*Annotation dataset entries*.

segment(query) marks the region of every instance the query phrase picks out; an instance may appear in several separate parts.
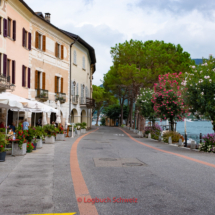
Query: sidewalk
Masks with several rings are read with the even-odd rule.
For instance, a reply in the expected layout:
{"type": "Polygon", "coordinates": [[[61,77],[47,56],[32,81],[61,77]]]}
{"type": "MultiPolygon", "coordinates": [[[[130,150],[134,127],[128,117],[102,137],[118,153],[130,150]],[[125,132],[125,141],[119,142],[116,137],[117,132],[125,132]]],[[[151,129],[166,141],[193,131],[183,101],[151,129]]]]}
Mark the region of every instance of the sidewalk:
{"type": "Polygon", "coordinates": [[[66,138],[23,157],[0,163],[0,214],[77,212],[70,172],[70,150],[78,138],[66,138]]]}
---
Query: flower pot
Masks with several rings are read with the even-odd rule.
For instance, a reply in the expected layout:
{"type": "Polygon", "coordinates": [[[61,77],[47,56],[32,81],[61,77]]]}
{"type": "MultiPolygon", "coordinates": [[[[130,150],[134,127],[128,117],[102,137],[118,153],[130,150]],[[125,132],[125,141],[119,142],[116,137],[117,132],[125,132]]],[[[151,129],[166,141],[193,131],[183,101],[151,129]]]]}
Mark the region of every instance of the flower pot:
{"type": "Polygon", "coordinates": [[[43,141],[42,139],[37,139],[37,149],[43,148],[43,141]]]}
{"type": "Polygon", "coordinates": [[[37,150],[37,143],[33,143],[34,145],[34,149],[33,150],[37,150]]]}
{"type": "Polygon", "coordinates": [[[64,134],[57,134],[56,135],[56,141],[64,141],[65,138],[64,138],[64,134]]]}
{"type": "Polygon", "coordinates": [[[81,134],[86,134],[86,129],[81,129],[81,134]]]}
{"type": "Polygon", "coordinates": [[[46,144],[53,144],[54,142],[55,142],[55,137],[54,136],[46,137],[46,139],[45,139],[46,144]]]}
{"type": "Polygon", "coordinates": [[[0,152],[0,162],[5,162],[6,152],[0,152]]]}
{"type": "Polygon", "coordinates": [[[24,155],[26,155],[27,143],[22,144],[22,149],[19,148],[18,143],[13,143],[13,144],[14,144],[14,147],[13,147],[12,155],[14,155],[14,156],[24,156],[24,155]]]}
---
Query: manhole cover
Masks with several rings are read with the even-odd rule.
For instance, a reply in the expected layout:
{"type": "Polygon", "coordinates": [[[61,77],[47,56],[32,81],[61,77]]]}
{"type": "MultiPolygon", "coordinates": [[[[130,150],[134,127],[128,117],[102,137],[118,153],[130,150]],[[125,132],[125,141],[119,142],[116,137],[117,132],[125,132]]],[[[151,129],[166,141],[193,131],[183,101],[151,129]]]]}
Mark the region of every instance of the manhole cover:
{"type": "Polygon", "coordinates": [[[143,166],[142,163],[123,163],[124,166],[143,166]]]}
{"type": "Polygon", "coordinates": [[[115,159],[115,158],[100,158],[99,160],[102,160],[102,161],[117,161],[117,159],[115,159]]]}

*Exercise description*. Output the lines starting at the one containing "Query: flower pot" and ending at the one containing "Mark the region of every instance of the flower", with nothing changed. Give those lines only.

*Solution to this task*.
Query: flower pot
Masks with several rings are read with the even-odd rule.
For instance, a reply in the expected layout:
{"type": "Polygon", "coordinates": [[[61,77],[47,56],[32,81],[61,77]]]}
{"type": "MultiPolygon", "coordinates": [[[[130,150],[134,127],[128,117],[102,137],[118,153],[130,150]],[[125,132],[125,141],[119,142],[116,137],[117,132],[125,132]]],[[[151,129],[166,141],[193,131],[183,101],[151,129]]]]}
Mark the region of every instance of the flower pot:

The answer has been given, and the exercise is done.